**Data for this exercise**
---------------

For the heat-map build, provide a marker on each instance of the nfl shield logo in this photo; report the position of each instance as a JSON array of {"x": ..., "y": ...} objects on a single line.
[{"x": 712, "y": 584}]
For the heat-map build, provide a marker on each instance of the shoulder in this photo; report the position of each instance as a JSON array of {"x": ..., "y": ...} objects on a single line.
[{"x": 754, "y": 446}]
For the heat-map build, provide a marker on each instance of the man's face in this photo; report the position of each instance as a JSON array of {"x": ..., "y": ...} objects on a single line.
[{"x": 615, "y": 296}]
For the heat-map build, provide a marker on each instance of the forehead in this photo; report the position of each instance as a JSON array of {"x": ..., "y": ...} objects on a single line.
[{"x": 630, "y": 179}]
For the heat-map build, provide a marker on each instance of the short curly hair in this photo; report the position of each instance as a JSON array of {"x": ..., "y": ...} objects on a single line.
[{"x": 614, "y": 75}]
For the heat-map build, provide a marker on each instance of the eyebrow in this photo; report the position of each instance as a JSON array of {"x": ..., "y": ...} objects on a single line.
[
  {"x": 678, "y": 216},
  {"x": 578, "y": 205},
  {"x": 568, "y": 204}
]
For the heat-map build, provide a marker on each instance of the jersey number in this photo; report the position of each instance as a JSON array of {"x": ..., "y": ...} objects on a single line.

---------------

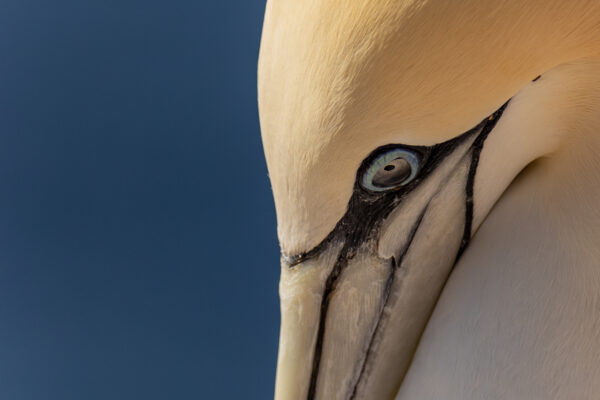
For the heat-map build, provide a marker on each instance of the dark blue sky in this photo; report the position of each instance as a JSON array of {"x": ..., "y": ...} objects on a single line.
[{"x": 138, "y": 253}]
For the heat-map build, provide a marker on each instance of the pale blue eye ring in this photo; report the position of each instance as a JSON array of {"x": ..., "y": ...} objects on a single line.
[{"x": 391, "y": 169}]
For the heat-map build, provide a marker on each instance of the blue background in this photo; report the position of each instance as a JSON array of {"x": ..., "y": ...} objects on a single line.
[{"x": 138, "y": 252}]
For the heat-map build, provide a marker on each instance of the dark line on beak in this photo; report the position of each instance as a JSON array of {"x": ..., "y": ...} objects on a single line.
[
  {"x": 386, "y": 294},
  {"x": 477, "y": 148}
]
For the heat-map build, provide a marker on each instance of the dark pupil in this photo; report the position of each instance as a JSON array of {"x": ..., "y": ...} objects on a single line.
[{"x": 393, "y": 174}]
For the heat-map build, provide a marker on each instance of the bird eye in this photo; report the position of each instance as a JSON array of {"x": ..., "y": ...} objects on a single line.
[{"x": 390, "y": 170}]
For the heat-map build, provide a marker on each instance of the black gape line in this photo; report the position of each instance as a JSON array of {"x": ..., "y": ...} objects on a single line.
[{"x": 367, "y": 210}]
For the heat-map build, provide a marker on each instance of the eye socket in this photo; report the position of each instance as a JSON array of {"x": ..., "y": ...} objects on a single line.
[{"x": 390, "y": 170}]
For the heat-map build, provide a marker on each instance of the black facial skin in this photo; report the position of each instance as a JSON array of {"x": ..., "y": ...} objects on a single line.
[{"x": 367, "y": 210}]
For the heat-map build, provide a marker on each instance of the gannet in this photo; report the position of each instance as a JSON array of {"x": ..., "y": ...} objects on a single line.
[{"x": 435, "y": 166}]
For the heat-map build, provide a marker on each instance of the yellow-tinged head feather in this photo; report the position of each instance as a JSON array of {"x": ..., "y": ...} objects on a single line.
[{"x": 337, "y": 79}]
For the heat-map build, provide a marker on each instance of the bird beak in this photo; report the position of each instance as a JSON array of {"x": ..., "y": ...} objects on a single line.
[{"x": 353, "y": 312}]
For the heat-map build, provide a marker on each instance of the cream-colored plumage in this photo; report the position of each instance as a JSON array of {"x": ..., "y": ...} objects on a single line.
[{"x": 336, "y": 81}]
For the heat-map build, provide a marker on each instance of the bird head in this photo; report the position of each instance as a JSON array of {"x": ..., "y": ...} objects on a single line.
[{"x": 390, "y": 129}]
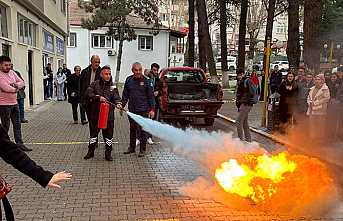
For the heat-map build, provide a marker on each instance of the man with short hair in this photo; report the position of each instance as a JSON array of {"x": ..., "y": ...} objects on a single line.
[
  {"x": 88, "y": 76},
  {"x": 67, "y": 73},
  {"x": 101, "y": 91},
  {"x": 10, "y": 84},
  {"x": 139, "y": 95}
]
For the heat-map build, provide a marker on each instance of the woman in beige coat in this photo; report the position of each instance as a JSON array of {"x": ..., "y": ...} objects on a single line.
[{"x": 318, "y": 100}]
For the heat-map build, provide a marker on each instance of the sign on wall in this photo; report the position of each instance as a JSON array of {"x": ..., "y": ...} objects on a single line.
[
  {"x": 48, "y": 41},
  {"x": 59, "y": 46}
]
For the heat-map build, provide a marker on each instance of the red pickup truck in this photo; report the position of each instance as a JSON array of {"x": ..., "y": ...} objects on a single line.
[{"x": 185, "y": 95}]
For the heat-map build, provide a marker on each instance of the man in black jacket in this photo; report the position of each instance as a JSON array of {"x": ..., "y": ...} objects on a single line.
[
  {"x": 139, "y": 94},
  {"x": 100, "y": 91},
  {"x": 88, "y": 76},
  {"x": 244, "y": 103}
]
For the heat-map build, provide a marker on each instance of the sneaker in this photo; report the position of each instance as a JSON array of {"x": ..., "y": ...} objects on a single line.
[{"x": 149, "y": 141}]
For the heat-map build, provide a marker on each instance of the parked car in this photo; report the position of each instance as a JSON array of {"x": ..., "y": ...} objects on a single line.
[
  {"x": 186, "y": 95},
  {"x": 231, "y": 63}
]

---------------

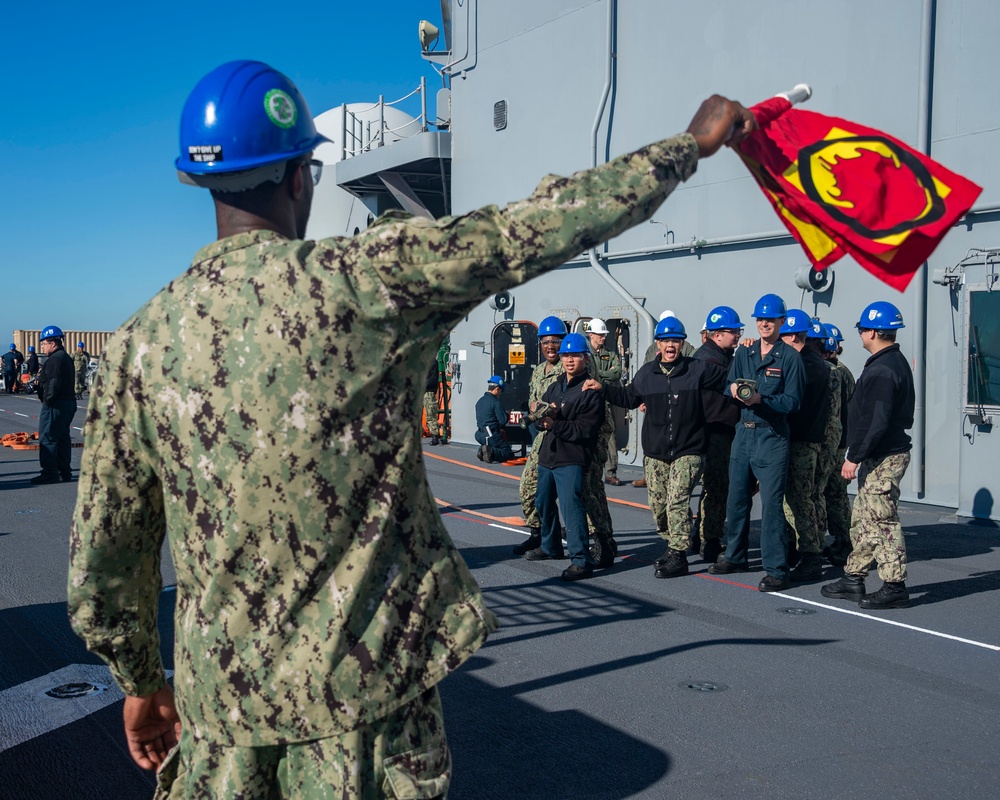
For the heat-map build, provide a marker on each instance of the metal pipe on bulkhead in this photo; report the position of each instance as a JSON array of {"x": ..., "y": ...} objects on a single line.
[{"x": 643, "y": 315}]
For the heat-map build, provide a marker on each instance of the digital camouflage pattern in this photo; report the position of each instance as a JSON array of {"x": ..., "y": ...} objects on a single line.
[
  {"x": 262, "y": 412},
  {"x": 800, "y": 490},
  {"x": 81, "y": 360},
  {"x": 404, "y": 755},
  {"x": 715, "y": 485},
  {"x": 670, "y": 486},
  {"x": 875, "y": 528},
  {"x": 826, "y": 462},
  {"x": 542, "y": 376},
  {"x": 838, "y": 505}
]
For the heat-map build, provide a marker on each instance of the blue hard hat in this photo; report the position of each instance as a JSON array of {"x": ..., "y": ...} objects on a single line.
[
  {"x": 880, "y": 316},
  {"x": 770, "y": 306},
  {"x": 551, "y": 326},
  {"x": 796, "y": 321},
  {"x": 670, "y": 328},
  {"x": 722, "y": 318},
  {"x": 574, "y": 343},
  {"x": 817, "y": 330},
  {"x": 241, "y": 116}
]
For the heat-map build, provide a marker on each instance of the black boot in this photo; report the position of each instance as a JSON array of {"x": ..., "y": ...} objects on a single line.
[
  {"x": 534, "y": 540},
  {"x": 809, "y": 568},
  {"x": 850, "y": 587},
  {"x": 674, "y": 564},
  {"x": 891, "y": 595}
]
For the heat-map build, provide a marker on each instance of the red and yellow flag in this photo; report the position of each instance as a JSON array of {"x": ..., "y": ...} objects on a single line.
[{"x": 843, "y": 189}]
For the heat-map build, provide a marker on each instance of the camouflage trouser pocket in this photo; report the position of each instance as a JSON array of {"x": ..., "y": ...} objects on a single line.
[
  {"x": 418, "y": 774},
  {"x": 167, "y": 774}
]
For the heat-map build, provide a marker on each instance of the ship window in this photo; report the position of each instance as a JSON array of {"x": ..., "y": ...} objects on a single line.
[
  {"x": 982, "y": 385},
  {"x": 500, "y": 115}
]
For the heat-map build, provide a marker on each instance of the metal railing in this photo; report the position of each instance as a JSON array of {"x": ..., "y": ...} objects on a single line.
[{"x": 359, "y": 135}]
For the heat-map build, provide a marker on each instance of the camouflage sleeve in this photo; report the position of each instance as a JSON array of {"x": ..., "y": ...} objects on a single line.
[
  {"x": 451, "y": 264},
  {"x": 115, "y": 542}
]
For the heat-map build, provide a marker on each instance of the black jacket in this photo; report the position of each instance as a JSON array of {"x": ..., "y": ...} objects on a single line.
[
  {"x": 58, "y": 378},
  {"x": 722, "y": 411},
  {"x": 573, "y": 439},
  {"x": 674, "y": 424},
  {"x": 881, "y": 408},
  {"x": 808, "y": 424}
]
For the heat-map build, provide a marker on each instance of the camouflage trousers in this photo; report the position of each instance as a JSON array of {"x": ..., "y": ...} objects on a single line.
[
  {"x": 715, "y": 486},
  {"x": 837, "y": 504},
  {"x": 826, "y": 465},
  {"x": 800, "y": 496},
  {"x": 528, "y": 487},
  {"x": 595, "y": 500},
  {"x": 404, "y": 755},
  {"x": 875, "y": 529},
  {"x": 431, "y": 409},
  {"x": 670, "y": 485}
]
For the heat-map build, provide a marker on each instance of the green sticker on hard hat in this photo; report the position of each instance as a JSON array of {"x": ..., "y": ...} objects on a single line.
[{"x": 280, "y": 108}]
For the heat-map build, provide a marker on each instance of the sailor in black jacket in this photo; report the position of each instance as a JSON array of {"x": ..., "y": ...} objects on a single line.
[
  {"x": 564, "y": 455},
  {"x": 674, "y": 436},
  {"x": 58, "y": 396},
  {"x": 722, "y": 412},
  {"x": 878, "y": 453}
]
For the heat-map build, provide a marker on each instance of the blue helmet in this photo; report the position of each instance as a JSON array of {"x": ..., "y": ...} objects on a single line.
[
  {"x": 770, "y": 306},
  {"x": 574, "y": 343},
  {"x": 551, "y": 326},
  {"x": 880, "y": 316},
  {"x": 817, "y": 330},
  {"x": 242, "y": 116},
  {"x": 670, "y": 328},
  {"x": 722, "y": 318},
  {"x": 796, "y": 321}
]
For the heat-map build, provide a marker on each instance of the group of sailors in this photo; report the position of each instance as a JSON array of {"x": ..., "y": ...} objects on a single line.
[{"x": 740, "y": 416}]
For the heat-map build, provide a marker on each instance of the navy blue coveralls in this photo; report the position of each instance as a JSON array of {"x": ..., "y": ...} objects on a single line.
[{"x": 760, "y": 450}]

---------------

**Task directions**
Word for word, restate the lines of the listing above starting at the line with "of the eyebrow" and ending at the line with "of the jersey", and nothing outside them.

**Result of the task**
For the heat-map build, provide a marker on each instance of the eyebrow in this photo; report the position of each instance as a JSON array of {"x": ..., "y": ...} objects on a single line.
[
  {"x": 678, "y": 216},
  {"x": 578, "y": 205},
  {"x": 568, "y": 204}
]
For the heat-map build, provide a marker on each instance of the jersey number in this photo; report the position of each instance as a JSON array of {"x": ..., "y": ...} objects on a single line.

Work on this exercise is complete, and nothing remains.